# Direction
Reproduce verbatim the stretch of the listing below from the line containing "Pick out the arched painting frame above." through the line containing "359, 113, 511]]", including both of those lines.

## Begin Dataset entries

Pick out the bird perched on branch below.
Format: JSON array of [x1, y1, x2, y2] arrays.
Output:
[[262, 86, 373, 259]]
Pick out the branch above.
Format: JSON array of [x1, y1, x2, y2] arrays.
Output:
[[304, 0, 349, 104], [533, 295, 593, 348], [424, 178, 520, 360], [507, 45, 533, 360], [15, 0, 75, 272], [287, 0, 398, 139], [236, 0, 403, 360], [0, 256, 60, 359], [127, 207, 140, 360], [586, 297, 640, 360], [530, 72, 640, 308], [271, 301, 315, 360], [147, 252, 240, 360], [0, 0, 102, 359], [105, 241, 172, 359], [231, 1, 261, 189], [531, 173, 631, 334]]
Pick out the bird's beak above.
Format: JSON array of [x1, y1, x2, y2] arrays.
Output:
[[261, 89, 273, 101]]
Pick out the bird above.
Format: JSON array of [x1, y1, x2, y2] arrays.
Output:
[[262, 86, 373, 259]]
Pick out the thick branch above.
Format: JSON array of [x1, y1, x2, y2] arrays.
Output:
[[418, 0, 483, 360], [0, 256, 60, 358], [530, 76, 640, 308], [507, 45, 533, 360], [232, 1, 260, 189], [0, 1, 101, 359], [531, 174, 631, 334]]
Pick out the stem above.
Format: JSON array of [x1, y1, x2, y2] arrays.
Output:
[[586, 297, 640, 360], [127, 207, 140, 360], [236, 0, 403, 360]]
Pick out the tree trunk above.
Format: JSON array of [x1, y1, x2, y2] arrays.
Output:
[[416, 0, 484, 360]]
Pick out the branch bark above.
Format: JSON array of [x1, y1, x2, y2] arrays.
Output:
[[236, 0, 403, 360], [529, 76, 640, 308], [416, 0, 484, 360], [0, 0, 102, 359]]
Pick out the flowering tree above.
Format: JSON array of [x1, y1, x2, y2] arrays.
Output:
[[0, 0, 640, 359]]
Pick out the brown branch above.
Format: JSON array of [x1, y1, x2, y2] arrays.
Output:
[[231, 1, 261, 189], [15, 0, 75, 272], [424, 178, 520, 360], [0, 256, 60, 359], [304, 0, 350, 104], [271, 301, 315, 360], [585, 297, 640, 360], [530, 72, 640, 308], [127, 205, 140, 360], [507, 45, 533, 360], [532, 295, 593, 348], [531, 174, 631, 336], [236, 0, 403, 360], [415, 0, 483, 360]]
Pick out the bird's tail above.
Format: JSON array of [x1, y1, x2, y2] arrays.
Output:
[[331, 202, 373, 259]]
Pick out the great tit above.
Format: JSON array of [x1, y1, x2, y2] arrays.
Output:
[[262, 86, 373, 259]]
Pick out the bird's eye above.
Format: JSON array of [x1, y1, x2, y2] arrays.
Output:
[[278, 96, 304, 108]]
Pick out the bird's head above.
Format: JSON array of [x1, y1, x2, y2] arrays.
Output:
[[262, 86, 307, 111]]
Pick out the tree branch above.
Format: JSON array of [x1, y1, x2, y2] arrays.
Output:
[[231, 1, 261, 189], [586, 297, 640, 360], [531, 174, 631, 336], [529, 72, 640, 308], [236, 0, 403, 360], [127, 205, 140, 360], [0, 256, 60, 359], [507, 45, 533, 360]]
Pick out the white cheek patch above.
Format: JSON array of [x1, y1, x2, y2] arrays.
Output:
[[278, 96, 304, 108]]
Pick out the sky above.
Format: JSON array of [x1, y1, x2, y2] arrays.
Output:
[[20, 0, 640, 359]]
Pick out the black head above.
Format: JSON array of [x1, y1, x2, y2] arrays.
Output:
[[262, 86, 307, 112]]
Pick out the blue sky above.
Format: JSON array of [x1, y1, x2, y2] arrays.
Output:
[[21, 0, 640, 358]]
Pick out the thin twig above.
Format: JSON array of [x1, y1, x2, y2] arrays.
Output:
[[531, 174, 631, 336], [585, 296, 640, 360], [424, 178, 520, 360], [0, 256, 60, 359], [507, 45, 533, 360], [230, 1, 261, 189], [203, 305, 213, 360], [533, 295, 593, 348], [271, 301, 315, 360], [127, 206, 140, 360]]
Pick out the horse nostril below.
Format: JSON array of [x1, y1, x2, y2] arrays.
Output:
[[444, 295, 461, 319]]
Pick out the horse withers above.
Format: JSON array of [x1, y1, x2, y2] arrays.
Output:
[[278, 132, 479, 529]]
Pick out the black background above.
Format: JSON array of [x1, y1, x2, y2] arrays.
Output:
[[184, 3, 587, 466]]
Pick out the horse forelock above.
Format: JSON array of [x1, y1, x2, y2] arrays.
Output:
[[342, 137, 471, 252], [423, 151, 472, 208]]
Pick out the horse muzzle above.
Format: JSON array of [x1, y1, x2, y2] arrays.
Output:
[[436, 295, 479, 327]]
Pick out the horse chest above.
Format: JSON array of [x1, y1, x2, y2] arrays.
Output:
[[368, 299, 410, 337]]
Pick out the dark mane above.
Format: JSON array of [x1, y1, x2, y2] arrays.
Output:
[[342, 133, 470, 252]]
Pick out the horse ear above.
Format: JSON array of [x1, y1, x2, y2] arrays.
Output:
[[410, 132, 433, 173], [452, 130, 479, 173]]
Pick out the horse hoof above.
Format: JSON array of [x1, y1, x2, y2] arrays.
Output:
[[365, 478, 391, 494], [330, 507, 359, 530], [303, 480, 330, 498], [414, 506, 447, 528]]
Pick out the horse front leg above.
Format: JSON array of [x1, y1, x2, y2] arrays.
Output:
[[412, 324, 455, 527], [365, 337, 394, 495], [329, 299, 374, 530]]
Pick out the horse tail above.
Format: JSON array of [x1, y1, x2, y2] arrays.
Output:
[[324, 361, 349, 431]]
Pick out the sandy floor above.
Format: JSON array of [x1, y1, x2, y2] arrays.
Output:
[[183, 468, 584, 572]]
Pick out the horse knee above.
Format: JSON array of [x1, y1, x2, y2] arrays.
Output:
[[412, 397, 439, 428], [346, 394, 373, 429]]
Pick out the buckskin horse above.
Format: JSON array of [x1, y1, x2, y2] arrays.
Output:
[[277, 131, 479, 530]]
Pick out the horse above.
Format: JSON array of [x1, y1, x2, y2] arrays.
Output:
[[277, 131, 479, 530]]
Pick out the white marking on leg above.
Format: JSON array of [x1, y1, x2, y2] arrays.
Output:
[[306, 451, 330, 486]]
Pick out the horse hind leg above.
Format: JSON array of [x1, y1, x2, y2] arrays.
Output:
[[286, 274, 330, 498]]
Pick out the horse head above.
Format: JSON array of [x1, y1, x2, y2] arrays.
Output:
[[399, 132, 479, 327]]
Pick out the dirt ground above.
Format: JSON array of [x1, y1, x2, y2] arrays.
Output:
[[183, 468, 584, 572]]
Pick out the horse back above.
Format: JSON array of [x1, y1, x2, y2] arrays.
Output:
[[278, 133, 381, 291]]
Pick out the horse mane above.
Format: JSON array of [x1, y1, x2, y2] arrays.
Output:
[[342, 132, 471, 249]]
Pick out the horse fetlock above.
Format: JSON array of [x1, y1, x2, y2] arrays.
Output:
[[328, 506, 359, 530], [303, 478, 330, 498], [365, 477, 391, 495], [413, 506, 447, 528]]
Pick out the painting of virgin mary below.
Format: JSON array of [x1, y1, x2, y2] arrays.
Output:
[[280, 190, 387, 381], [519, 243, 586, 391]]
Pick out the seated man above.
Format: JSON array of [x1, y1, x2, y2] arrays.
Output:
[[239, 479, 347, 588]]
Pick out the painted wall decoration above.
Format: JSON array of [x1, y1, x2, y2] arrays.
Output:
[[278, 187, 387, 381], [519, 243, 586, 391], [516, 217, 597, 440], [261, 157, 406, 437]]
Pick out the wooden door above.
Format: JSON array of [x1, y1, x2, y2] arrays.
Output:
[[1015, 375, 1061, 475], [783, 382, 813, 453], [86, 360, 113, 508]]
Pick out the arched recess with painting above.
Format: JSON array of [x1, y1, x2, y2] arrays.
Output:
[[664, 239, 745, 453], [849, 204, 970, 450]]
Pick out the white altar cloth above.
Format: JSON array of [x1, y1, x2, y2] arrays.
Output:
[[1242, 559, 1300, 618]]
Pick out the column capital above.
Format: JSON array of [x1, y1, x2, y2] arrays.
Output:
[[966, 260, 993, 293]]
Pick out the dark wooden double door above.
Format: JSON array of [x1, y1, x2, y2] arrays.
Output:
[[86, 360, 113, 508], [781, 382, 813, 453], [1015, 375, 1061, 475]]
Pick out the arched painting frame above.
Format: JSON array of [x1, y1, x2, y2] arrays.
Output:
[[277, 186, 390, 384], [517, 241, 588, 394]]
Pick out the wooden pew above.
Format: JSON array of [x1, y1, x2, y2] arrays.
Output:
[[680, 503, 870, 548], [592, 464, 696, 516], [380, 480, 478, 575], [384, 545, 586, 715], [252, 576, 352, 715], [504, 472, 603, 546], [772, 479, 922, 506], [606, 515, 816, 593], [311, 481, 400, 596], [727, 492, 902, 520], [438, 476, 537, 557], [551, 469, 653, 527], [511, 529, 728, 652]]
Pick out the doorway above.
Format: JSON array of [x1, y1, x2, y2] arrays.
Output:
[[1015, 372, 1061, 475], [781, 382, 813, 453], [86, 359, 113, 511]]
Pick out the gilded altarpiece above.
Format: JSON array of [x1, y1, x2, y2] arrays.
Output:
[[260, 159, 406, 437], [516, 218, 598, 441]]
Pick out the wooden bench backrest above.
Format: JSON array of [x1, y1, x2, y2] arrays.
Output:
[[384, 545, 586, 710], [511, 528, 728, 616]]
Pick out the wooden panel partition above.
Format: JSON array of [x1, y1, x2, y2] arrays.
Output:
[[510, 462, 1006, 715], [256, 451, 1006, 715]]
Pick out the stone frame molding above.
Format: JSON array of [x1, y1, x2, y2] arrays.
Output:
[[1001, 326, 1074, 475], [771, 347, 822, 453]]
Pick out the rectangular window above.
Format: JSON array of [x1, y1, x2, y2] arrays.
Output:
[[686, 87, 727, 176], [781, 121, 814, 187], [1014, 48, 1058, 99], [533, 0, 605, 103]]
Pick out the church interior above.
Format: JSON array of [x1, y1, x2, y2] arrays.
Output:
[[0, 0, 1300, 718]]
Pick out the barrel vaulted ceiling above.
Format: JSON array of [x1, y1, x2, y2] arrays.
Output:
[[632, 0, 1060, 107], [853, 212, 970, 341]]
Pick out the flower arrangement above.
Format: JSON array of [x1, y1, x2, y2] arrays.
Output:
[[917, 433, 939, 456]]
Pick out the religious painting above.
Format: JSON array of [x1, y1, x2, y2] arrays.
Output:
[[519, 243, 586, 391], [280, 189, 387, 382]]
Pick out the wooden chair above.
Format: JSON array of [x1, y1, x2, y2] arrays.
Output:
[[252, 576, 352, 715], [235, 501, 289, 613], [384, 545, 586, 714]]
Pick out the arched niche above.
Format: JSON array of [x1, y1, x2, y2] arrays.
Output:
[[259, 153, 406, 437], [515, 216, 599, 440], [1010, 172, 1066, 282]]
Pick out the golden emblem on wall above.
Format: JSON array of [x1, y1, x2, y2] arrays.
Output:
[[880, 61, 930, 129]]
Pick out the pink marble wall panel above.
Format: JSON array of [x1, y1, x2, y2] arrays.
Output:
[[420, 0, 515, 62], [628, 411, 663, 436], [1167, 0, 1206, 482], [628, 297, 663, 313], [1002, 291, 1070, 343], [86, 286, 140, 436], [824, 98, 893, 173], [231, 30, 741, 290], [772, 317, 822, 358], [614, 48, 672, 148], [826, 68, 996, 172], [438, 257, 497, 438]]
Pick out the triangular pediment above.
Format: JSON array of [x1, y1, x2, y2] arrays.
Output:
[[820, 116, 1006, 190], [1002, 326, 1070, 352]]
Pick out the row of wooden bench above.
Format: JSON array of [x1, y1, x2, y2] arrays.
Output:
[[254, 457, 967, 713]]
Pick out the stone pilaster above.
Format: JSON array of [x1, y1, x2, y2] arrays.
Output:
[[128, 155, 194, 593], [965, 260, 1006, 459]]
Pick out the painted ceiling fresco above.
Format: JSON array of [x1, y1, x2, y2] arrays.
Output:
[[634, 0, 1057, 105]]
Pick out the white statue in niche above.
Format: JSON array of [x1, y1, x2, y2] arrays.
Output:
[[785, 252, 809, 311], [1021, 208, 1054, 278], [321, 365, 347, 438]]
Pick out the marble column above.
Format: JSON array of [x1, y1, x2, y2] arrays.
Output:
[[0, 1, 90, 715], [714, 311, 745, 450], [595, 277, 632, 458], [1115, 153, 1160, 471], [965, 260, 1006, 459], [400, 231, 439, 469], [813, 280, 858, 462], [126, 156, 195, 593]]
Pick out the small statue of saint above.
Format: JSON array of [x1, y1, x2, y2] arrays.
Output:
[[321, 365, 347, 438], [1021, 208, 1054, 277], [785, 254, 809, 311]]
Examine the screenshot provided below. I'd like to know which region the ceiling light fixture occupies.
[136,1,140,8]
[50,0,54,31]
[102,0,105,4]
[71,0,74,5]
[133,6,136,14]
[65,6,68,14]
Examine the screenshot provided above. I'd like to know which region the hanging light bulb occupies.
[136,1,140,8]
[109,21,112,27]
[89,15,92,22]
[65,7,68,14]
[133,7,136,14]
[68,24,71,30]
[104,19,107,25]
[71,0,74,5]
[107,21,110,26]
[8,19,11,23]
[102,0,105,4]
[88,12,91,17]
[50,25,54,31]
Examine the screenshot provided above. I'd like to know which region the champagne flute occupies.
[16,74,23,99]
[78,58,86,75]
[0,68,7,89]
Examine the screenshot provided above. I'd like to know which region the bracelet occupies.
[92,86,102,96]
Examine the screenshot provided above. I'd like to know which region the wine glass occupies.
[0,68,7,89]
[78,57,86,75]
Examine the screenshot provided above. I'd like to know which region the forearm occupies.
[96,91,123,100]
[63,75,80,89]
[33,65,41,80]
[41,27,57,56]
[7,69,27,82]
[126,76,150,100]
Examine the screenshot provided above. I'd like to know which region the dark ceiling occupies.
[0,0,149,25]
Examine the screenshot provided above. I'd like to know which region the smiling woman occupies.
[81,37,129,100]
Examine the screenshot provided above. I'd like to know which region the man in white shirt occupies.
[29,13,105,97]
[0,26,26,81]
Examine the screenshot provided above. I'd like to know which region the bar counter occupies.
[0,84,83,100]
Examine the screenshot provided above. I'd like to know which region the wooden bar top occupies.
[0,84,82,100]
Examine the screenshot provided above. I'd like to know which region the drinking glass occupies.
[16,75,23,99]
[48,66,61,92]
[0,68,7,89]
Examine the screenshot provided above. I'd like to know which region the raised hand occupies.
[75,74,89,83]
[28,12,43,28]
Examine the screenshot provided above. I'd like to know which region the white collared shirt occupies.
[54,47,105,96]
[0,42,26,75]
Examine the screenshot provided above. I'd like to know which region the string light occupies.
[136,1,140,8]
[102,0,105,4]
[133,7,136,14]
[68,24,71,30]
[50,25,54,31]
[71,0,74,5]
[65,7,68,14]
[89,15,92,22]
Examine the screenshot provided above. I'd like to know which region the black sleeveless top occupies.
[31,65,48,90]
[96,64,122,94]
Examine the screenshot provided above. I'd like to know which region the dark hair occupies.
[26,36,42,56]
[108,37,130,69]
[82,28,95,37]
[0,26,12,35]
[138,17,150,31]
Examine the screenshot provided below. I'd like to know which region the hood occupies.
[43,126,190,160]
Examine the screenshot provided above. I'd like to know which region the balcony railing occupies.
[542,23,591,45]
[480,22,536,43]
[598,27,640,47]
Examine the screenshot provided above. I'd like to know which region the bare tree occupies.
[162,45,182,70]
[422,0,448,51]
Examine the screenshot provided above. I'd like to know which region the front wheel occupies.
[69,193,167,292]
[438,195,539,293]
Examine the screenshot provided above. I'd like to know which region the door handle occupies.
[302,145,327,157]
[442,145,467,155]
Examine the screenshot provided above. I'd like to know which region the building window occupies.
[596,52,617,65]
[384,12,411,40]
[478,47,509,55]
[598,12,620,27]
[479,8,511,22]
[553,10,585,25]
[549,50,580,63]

## End Dataset entries

# Output below
Pick out the arched painting frame above.
Format: JSON array of [x1, y1, x2, y2] arrays.
Output:
[[277, 186, 390, 384], [517, 241, 588, 394]]
Pick out the wooden pew above.
Format: JSON array of [x1, y1, x2, y2] arrays.
Output:
[[680, 503, 870, 548], [592, 464, 696, 516], [380, 480, 478, 575], [384, 545, 586, 715], [252, 576, 352, 715], [504, 472, 603, 546], [772, 479, 922, 506], [606, 515, 816, 593], [311, 481, 400, 596], [727, 492, 902, 520], [438, 476, 537, 557], [551, 469, 653, 527], [511, 529, 728, 652]]
Pick out the doorway above.
Format: JSON array of [x1, y1, x2, y2] arrays.
Output:
[[1015, 372, 1061, 475], [781, 382, 813, 453], [86, 359, 113, 511]]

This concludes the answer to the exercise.